Can you return every line in the listing below that contains the word "building"?

--------------------------------------------------

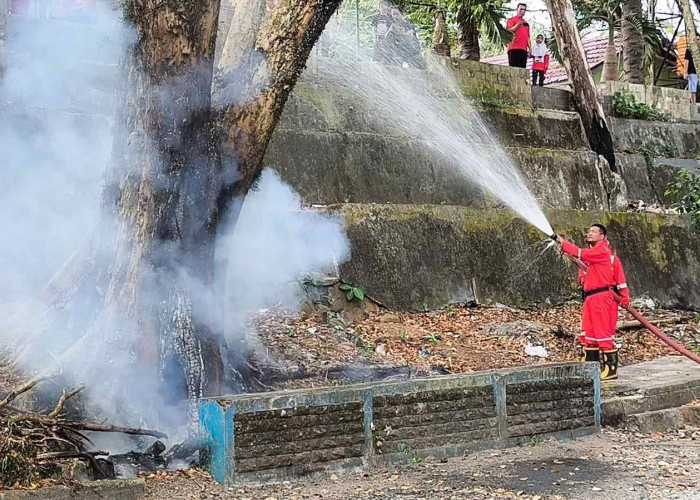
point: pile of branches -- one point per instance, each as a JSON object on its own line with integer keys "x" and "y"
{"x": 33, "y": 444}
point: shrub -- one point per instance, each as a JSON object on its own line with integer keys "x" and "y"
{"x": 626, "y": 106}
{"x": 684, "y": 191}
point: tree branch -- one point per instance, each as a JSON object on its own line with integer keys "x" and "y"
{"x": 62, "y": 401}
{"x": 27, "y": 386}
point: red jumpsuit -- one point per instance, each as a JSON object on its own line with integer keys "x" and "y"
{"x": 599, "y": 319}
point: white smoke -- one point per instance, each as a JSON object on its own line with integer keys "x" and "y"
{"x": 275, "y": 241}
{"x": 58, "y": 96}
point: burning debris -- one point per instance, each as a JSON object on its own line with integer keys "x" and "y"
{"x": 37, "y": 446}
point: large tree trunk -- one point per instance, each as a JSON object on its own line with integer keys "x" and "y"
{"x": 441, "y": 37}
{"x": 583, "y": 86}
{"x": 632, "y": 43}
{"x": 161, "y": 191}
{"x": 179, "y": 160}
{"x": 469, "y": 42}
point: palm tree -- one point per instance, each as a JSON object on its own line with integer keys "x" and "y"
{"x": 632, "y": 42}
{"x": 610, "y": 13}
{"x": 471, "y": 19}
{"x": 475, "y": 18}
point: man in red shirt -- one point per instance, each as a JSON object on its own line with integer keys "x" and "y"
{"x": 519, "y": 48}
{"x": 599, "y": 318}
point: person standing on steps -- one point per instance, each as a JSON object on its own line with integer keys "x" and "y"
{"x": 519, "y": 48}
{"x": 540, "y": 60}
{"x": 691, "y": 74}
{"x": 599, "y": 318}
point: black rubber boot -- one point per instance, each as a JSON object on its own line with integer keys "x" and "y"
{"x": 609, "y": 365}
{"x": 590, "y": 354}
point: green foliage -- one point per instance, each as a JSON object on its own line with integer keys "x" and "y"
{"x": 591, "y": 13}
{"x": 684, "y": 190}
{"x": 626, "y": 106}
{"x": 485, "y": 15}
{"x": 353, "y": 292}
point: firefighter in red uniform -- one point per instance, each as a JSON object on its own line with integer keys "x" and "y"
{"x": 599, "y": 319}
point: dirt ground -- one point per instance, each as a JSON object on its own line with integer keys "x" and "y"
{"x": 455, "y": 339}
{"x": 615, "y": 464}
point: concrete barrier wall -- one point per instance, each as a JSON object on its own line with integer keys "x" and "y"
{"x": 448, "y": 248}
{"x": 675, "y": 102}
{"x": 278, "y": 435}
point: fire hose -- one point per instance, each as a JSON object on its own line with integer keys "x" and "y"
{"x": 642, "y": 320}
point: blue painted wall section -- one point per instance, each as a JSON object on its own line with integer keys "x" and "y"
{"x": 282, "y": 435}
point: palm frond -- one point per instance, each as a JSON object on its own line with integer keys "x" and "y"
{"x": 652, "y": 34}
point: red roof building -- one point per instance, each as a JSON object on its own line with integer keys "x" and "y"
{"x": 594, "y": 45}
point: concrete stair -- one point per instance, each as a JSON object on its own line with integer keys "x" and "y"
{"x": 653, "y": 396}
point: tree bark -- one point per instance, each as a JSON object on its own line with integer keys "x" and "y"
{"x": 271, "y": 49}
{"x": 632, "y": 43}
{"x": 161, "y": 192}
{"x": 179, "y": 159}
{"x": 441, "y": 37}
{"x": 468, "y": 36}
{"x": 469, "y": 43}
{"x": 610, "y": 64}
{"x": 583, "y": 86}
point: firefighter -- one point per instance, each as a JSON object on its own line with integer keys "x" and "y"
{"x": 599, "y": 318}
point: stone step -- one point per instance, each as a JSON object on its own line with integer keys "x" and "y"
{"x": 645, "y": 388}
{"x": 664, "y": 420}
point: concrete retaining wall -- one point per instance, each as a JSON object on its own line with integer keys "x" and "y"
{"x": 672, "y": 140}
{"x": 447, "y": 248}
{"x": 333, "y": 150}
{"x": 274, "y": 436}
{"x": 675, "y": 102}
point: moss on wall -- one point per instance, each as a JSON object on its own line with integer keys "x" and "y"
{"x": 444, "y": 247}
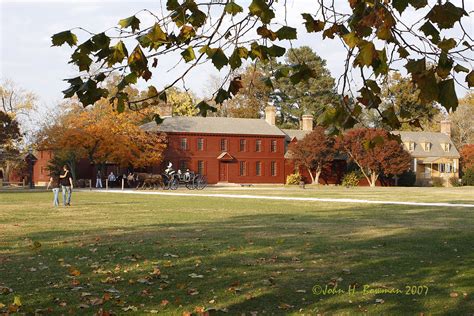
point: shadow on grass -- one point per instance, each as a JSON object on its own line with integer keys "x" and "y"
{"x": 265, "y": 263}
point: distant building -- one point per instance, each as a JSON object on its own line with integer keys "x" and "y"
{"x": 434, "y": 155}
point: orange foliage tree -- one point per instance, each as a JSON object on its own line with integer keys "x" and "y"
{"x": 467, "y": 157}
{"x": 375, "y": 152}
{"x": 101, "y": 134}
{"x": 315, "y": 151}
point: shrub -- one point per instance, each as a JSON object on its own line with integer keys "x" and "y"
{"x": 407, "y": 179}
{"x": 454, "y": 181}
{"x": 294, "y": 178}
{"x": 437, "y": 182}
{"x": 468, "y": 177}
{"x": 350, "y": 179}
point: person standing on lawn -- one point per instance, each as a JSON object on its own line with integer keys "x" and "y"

--------------------------------------------------

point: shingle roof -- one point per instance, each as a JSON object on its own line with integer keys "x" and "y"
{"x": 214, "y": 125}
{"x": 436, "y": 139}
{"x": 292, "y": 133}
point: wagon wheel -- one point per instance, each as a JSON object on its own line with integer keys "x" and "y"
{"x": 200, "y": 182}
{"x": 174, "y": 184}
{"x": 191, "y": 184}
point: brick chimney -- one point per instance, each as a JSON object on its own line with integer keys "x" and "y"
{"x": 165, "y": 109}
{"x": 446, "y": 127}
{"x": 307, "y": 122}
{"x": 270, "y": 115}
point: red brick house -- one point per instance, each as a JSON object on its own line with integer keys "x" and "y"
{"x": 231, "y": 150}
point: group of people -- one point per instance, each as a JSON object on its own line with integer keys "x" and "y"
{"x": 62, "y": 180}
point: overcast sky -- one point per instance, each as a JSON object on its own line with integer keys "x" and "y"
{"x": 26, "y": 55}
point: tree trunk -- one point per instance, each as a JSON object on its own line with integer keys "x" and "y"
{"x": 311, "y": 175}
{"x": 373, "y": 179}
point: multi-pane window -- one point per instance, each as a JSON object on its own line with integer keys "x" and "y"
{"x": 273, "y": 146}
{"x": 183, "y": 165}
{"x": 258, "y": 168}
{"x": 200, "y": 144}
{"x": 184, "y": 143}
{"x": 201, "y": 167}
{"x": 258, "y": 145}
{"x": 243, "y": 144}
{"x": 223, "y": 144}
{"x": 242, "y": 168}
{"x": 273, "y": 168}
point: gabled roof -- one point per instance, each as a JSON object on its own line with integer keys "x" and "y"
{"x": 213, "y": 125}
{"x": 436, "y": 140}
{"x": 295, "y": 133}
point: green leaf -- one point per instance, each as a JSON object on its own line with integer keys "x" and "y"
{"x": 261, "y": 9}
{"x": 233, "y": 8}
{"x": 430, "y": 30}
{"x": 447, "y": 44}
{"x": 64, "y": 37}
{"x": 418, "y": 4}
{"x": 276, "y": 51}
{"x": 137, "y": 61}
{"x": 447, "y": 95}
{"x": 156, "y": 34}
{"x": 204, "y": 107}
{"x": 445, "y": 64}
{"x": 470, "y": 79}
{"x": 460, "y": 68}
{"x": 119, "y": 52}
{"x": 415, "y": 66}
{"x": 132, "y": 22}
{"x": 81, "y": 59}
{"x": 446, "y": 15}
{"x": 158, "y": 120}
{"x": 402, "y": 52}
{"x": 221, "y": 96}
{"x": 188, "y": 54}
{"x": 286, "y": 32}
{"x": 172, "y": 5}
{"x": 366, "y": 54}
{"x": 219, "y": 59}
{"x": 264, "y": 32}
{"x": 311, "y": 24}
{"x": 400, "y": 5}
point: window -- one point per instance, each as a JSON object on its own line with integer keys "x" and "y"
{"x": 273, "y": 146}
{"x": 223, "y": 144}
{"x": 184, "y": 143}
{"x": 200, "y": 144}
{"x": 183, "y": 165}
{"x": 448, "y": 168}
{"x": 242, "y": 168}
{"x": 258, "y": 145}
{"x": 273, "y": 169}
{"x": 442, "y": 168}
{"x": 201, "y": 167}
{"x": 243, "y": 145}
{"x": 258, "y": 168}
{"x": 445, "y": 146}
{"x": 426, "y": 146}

--------------------------------------------------

:: Output below ::
point: red roof building -- one point per instance, each as a JSON object on its own line with integer keys "x" and "y"
point: distant building -- one point per instance, each as a JSON object on its own line with integer keys "x" and "y"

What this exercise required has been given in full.